• TEXT
::::

Sunday, December 14, 2008

Is living ethical?

Barth in his Ethics, having raised the question of war as the actualization of a nations will to live, moves on to the individual. Though we may not be actively killing each other, all our various strivings in life are ethically questionable.

"I cannot live without striving. I cannot strive without it some way competing. I cannot compete in the serious competition of life without restricting the life of another, without impairing it in its movement, without stealing a march on it, and therefore without entering on that sharply inclined plane at the end of which man is the butcher of man.... As I live for myself, I necessarily live against others. In this action of mine, however, I am answerable to the command of respect for the life of others.We should have to drain the ocean dry if we were to describe the questioning of our action by the command with anything even approximating to completeness. Some hints may suffice at this point- hints that show we cannot really hide from the question of command, that we have to wrestle with the posing of this question at every step."
Barth "Ethics" T&T Clark Edinburgh 1981, 162-63

Barth leaves us with very little room to hide.
Firstly we cannot hide in naivity, that we simply did not know that our lifestyle impinged on others. Ethics doesn't quetion our intentions but our actions.

::::

• DATASET EXTRACT
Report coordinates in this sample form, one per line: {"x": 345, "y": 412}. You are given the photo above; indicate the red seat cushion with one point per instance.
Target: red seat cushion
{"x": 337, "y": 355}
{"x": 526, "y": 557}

::::

• YOUR TASKS
- 1) Answer these about the post on Barth:
(a) What question does the post's title ask?
(b) Which publisher, city, and year are given for Barth's "Ethics"?
(c) According to the post's final sentence, what does ethics question instead of our intentions?
- 2) From the post on Barth, extract the passage between "Sunday, December 14, 2008" and "are ethically questionable.", inclusive.
The data has nothing to do with what follows.

• RESULTS FOR EACH TASK
- 1)
(a) Is living ethical?
(b) T&T Clark, Edinburgh, 1981
(c) Our actions

- 2)
Sunday, December 14, 2008

Is living ethical?

Barth in his Ethics, having raised the question of war as the actualization of a nations will to live, moves on to the individual. Though we may not be actively killing each other, all our various strivings in life are ethically questionable.